▸ **WHAT TO PRODUCE**
Count the lines in the records below that contain the string "corrugated". Reply with that number alone.

########

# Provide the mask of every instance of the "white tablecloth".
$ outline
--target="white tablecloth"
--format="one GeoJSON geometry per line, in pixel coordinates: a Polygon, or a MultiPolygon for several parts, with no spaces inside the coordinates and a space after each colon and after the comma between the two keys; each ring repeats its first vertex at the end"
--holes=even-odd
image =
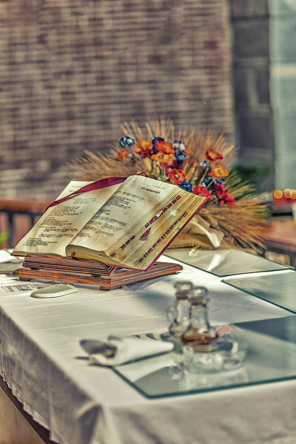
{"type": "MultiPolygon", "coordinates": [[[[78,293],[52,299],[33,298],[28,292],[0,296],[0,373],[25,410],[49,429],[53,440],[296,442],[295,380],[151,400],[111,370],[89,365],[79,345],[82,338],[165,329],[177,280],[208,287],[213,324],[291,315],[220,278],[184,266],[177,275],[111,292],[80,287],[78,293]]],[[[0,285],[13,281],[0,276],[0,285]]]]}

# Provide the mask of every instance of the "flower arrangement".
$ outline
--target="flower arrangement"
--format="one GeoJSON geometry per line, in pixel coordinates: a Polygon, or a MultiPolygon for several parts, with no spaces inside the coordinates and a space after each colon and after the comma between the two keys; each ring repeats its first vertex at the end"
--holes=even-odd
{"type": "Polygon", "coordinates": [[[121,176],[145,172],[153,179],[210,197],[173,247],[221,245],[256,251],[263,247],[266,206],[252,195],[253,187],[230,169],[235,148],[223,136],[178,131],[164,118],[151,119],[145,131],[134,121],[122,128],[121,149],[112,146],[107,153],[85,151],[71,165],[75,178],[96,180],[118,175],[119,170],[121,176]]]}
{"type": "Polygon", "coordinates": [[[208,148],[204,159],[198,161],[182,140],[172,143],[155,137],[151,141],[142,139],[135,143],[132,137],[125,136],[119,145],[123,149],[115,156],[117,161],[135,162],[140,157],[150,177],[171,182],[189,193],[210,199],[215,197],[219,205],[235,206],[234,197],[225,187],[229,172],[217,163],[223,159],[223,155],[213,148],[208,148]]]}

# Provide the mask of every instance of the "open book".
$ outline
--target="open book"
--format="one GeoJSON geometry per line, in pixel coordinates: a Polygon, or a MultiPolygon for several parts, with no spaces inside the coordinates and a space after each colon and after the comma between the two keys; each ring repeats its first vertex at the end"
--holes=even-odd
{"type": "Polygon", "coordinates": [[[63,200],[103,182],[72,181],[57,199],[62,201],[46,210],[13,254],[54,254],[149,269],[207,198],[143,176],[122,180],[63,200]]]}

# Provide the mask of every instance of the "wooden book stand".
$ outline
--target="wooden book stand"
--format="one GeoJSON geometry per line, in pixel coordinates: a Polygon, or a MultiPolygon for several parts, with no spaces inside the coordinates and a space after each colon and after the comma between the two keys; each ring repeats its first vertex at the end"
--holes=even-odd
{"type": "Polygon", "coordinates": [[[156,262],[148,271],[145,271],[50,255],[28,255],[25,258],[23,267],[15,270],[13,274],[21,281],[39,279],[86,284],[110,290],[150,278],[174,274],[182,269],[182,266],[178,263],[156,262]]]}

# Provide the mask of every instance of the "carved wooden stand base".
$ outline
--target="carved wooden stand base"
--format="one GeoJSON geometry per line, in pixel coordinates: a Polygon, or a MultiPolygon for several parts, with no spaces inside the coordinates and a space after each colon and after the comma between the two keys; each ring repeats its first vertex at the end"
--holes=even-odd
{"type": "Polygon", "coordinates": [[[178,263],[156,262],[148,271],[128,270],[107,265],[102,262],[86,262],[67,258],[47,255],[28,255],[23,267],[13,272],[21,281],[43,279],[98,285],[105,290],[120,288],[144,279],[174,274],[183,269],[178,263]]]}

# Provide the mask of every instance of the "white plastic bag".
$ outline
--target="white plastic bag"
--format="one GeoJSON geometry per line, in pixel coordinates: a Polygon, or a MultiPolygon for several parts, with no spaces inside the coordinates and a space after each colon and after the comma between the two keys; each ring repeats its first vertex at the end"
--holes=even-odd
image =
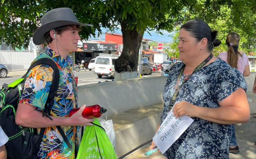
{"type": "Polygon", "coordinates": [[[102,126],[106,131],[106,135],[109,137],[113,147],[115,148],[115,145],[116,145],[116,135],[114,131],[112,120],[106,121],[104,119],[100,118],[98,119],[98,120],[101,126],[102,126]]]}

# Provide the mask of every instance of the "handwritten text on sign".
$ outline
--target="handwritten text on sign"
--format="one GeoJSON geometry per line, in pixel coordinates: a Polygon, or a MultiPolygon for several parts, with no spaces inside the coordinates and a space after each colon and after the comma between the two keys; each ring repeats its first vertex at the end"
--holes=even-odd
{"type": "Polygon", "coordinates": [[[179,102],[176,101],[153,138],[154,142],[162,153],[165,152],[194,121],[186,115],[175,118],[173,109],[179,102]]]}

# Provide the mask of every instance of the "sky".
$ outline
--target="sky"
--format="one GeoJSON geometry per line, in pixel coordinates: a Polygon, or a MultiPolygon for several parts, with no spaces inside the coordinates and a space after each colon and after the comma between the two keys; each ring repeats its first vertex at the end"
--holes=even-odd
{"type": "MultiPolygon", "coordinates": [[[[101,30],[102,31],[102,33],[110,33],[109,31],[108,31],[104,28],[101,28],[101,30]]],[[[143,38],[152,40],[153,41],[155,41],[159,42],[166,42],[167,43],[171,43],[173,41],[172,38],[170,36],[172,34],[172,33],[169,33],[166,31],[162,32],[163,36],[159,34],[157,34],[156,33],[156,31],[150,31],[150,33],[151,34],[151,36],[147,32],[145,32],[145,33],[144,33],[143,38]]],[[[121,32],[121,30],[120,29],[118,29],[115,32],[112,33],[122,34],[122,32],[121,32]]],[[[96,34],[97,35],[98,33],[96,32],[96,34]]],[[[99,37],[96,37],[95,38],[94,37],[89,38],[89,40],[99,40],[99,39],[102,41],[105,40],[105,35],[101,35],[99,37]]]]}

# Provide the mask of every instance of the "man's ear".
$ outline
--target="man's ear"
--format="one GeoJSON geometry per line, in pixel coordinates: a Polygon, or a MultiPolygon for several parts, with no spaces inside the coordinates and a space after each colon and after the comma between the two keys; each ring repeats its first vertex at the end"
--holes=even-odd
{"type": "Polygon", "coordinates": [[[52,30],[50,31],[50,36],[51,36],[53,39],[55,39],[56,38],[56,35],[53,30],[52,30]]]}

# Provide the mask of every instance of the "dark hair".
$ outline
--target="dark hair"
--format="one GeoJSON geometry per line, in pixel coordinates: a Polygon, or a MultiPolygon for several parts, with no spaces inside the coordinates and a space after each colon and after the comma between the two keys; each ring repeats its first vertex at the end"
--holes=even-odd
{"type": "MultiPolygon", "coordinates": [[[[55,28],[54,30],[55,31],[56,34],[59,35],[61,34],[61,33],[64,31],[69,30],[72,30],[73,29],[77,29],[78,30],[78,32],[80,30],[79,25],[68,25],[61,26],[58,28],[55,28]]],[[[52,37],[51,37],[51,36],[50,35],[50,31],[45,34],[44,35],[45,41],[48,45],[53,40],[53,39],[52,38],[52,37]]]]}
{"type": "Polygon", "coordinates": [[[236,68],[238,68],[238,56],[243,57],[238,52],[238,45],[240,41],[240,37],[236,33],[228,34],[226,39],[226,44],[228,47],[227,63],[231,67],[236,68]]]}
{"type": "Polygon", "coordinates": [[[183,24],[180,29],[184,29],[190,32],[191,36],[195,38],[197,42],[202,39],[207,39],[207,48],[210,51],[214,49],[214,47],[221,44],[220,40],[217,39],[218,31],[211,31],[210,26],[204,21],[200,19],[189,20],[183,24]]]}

########

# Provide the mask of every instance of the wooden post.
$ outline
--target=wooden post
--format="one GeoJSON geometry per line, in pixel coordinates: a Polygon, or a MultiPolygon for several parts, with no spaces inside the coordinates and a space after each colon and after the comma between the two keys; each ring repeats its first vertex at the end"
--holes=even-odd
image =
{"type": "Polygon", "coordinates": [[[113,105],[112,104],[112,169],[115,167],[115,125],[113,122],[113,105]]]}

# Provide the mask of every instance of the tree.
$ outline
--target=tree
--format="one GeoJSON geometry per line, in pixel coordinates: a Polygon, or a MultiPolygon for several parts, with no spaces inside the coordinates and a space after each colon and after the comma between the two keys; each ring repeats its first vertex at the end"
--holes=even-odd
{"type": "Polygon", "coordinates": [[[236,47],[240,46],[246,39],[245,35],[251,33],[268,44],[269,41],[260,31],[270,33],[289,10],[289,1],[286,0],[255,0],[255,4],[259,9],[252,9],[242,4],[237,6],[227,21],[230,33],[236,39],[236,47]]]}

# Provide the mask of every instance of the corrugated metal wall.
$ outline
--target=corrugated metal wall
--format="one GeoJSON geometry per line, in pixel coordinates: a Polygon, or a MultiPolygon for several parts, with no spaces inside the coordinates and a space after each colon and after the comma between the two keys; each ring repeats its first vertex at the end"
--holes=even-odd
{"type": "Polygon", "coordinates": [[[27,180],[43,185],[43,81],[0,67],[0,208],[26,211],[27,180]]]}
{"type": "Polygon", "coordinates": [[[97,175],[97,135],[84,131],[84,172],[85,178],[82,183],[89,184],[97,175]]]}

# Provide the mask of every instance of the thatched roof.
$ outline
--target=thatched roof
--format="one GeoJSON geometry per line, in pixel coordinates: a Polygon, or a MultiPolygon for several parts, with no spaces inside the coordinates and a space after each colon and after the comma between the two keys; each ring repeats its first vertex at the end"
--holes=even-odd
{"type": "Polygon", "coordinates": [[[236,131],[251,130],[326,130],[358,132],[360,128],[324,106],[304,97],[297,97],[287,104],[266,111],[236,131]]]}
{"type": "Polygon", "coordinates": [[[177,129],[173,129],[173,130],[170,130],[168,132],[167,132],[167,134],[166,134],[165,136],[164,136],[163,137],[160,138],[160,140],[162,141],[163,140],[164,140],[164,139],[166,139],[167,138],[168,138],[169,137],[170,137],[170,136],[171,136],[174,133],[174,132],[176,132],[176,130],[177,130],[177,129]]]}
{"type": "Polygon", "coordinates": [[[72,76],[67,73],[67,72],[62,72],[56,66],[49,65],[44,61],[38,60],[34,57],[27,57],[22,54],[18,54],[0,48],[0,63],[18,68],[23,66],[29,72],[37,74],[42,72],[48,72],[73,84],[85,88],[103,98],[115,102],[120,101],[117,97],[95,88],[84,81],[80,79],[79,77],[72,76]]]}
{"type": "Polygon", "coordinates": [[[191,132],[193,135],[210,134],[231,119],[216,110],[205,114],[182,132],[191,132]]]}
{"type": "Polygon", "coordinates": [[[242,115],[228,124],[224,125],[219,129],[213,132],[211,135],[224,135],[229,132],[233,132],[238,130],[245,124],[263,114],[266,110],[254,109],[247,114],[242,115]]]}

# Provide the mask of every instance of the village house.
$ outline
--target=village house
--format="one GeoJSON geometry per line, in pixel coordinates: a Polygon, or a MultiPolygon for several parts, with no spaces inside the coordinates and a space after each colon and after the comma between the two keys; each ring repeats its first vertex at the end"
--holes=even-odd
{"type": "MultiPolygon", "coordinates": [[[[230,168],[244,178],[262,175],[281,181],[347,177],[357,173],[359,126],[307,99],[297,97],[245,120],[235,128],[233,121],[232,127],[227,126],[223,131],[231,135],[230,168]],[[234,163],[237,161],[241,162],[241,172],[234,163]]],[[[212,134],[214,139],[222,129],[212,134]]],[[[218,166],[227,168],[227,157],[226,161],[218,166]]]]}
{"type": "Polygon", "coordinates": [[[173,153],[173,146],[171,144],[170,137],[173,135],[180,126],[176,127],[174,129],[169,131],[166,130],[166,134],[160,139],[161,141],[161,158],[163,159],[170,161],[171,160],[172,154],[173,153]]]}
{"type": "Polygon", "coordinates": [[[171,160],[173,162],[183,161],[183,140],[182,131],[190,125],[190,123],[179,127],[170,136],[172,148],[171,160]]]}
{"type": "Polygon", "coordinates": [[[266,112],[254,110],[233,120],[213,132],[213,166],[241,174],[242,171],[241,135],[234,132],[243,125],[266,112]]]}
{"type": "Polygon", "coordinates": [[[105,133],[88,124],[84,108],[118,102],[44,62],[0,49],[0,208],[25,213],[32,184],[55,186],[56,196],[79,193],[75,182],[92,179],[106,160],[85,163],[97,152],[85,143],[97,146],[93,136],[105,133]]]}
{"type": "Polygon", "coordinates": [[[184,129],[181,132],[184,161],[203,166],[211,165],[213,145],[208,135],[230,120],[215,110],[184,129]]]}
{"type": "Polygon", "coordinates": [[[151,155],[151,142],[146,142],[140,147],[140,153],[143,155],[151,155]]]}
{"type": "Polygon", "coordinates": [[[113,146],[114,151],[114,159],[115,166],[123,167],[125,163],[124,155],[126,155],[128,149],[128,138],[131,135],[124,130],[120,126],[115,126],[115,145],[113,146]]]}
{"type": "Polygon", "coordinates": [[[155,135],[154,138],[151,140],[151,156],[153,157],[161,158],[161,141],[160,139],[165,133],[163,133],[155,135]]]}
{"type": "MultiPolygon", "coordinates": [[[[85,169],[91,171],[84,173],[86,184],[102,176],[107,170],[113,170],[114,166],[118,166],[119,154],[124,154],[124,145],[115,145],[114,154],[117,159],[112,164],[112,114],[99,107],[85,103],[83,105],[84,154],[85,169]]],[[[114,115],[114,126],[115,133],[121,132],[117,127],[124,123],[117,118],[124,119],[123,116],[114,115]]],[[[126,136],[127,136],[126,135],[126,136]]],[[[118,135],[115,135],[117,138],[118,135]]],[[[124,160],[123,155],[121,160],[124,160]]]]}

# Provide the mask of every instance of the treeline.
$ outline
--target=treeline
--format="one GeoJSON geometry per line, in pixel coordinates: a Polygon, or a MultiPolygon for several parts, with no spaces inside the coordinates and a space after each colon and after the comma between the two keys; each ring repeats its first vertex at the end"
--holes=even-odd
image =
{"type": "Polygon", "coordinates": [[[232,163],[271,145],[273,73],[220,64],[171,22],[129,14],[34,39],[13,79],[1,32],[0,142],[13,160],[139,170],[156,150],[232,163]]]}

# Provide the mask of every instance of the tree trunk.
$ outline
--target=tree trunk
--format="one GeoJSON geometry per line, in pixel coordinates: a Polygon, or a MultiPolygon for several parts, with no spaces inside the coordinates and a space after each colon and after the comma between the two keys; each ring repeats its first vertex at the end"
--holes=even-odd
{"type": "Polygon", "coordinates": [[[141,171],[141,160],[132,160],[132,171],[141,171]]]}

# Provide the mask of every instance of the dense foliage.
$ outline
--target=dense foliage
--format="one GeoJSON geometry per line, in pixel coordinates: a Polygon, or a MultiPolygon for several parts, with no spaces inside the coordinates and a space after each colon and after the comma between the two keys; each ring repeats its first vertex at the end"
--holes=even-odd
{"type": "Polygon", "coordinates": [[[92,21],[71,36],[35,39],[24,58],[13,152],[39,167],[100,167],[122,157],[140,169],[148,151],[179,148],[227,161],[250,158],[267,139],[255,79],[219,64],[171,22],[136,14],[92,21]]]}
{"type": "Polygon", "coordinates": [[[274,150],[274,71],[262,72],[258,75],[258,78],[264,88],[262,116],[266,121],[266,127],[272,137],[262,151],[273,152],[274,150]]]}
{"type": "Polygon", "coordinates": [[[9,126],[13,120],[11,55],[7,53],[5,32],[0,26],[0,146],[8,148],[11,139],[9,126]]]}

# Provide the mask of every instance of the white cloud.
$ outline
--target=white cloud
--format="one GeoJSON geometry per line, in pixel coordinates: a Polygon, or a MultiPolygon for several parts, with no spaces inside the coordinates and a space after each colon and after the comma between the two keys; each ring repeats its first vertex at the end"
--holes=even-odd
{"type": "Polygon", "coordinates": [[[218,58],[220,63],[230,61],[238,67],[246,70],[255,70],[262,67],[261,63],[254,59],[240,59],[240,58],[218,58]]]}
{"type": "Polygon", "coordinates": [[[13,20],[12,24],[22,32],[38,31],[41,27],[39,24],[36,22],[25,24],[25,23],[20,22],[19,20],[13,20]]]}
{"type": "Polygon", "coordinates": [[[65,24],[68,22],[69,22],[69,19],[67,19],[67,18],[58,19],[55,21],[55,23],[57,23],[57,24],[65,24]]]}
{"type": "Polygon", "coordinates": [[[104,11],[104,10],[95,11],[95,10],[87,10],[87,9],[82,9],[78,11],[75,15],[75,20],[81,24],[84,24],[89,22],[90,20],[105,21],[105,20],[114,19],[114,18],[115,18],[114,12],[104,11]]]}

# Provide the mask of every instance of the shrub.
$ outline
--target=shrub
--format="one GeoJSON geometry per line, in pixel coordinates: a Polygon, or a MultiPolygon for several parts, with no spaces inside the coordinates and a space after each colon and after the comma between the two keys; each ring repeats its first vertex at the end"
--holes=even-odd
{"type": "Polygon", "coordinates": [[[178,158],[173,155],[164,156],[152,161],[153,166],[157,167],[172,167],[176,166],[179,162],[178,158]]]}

########

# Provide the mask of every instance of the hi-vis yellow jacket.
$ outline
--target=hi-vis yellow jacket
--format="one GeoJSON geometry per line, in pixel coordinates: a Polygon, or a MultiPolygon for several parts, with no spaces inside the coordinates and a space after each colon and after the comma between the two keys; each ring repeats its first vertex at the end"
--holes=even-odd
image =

########

▸ **REPLY**
2